> [Extract to read]:
* * *

Poskrebyshev toasted Stalin for destroying Bukharin and Rykov: “You were right, Comrade Stalin—if they’d won…” Poskrebyshev could afford a certain levity with Stalin who often appointed him “tamada.” “Now you’ll drink to my health!” Poskrebyshev ordered. Stalin obeyed.
Molotov hailed Stalin elaborately: “If you weren’t Stalin,” Iron Arse toasted, “the USSR would not have beaten Trotsky, won the war, gained the Bomb or conquered such an Empire for Socialism.” This pleased the host. The drinking often turned nasty when the Politburo or foreign vassals were guests but with the Georgians, it was much more cheerful and nostalgic.
When Stalin sang, Poskrebyshev and Vlasik provided the harmonies like a pair of grotesque choirboys. After dinner the guests usually stayed the night. Stalin could be unsettlingly kind: when Mikoyan’s brother Artyom, designer of the MiG (Mikoyan-Gurev) aircraft, suffered angina and was put to bed, he was aware of someone coming into his room and tenderly laying a blanket over him. He was amazed to see it was Stalin.

* * *

> [Excerpted data]:
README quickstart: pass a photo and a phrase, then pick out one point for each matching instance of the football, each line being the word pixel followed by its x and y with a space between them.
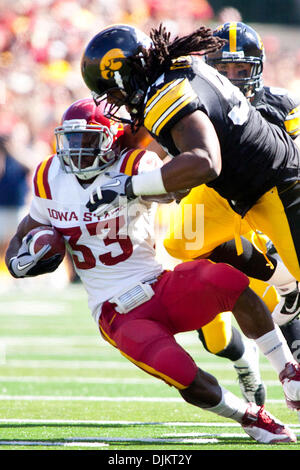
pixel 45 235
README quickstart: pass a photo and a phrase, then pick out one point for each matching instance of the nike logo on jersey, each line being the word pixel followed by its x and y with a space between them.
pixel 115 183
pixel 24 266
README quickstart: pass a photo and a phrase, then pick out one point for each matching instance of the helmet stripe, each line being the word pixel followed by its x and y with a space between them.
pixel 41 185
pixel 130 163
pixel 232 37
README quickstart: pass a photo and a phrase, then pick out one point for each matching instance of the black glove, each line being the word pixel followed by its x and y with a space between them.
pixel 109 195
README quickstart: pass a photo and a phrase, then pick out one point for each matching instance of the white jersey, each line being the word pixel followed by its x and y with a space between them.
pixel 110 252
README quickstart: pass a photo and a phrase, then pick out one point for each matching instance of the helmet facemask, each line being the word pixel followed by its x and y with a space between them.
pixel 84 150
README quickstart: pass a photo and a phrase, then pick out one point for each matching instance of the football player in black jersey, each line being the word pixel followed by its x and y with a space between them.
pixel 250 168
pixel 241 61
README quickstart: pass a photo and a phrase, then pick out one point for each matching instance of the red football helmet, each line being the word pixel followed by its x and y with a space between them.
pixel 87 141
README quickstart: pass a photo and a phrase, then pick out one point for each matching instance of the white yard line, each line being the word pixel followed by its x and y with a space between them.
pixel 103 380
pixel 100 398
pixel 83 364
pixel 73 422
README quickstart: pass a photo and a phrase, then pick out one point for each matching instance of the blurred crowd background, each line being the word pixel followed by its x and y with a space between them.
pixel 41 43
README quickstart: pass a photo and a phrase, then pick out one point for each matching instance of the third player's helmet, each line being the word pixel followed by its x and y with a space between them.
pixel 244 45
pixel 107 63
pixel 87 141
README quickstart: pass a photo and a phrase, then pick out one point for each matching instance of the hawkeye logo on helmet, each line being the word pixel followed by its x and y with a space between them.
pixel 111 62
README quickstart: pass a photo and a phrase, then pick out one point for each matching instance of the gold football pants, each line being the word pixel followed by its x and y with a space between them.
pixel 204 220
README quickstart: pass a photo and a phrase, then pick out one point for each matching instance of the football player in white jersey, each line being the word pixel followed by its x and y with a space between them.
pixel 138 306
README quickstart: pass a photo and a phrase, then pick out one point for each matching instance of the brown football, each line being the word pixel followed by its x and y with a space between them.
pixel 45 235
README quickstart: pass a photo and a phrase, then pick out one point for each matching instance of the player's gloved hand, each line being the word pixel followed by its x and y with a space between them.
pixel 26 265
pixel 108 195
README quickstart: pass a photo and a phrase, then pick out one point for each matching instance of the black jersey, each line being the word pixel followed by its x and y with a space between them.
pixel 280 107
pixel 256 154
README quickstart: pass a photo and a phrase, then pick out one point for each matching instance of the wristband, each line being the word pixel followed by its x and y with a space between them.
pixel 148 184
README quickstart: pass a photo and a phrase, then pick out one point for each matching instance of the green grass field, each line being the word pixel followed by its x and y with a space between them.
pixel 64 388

* * *

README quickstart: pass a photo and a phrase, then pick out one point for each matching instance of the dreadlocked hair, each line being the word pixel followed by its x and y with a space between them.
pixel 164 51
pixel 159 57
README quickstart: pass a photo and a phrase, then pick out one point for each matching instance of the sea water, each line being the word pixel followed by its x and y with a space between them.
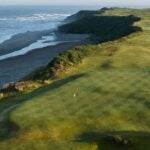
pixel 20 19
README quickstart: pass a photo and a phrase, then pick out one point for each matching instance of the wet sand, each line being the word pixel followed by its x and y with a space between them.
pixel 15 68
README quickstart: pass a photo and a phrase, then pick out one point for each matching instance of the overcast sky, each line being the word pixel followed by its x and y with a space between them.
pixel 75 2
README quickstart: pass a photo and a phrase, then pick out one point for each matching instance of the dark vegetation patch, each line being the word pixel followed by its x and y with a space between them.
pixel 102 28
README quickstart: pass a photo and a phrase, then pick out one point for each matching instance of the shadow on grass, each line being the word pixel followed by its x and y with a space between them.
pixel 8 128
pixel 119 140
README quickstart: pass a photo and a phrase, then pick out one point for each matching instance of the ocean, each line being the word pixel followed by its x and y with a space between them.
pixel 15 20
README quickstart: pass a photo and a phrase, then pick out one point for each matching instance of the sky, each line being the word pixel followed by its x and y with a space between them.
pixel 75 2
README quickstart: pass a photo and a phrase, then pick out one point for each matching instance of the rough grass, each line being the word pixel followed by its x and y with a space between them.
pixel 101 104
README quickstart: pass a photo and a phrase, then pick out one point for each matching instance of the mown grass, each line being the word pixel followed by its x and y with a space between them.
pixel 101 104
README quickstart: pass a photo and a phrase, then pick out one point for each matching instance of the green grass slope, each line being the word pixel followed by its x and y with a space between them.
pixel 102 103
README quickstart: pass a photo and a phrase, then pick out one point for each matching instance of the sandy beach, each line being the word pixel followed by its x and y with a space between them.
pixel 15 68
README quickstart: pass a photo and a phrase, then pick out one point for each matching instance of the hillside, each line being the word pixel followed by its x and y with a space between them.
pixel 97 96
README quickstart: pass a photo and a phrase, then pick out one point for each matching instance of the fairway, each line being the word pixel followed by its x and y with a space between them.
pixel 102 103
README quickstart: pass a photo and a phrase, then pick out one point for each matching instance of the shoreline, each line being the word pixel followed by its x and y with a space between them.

* * *

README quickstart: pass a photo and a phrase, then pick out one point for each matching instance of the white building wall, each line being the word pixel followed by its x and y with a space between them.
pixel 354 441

* * *

Answer these from the text on Stalin's dinners:
(a) Whose destruction did Poskrebyshev toast Stalin for?
(b) With which guests was the drinking much more cheerful and nostalgic?
(c) Which aircraft did Mikoyan's brother Artyom design?

> [Solution]:
(a) Bukharin and Rykov
(b) The Georgians
(c) The MiG (Mikoyan-Gurev)